Written task:
Give the part of the data that opens with the line containing "Task: pick out black and" and closes with the line containing "<point>485,158</point>" as a JSON list of strings, one string per line. Skip blank lines and leave the pictures out.

Rows:
▽
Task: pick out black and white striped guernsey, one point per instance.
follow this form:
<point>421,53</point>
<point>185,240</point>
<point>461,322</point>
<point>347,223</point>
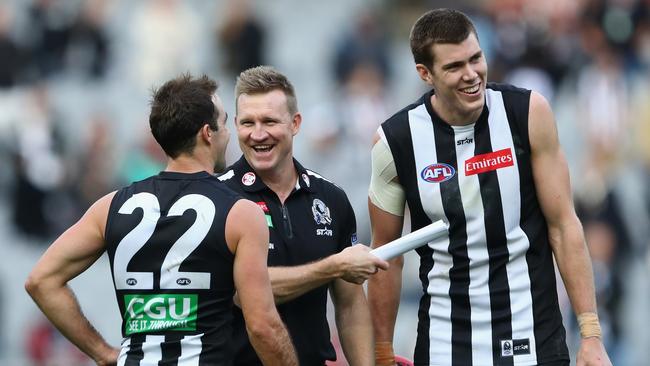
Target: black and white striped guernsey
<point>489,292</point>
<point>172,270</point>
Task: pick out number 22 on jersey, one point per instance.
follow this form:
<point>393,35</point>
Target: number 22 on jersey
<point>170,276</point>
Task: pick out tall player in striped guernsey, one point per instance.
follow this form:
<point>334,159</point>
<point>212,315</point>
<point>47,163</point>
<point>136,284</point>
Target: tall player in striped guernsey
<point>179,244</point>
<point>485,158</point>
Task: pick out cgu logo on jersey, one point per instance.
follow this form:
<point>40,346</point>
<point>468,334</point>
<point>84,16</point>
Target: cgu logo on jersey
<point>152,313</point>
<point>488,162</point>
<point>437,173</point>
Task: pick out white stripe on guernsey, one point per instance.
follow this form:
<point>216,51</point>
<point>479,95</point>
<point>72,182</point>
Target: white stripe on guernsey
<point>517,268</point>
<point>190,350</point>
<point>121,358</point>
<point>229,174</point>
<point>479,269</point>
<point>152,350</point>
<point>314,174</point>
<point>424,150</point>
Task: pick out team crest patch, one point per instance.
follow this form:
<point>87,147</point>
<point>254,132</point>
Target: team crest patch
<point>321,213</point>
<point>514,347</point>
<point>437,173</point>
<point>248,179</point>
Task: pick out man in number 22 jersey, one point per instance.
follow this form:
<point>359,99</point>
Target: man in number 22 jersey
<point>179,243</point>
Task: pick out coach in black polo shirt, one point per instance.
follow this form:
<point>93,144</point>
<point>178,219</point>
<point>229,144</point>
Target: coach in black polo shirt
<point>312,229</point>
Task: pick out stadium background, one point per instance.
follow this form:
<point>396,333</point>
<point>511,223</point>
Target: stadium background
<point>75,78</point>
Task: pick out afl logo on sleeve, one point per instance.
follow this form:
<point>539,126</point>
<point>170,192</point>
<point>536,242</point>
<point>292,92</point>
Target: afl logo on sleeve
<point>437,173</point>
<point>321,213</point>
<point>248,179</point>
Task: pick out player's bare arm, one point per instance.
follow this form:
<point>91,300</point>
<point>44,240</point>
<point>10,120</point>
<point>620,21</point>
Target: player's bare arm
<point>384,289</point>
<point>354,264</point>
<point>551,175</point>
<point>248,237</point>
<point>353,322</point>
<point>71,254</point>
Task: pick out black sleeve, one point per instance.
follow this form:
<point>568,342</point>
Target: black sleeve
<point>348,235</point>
△
▽
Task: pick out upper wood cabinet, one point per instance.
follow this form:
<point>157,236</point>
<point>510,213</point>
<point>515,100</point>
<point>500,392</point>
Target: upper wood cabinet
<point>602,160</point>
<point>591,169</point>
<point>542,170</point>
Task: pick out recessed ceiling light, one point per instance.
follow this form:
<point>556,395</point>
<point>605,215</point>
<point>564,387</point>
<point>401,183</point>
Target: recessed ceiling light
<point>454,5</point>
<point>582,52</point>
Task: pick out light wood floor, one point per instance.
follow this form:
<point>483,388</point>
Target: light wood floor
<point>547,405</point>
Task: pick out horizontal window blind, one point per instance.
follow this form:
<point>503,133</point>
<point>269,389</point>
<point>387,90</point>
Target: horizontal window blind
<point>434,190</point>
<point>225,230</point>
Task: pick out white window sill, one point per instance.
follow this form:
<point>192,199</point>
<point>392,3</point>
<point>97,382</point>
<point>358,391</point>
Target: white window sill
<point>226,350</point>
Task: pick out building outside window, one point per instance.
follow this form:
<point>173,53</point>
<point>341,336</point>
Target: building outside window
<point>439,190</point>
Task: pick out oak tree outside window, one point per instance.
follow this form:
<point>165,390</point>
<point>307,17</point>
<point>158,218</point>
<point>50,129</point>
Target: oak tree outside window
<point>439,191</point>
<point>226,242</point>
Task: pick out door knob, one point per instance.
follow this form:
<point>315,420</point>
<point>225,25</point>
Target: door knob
△
Result:
[
  "Task: pick out black and white striped guernsey, one point per instance.",
  "follow this form:",
  "<point>421,53</point>",
  "<point>185,240</point>",
  "<point>461,322</point>",
  "<point>347,223</point>",
  "Target: black and white striped guernsey",
  "<point>489,292</point>",
  "<point>172,270</point>",
  "Task: pick out number 22 on jersey, one point per instance.",
  "follow this form:",
  "<point>393,35</point>",
  "Target: number 22 on jersey",
  "<point>170,276</point>",
  "Task: pick out tall player in striped guernsey, one point per instance.",
  "follow this form:",
  "<point>334,159</point>",
  "<point>212,315</point>",
  "<point>47,163</point>",
  "<point>136,284</point>",
  "Target: tall player in striped guernsey",
  "<point>179,244</point>",
  "<point>485,158</point>"
]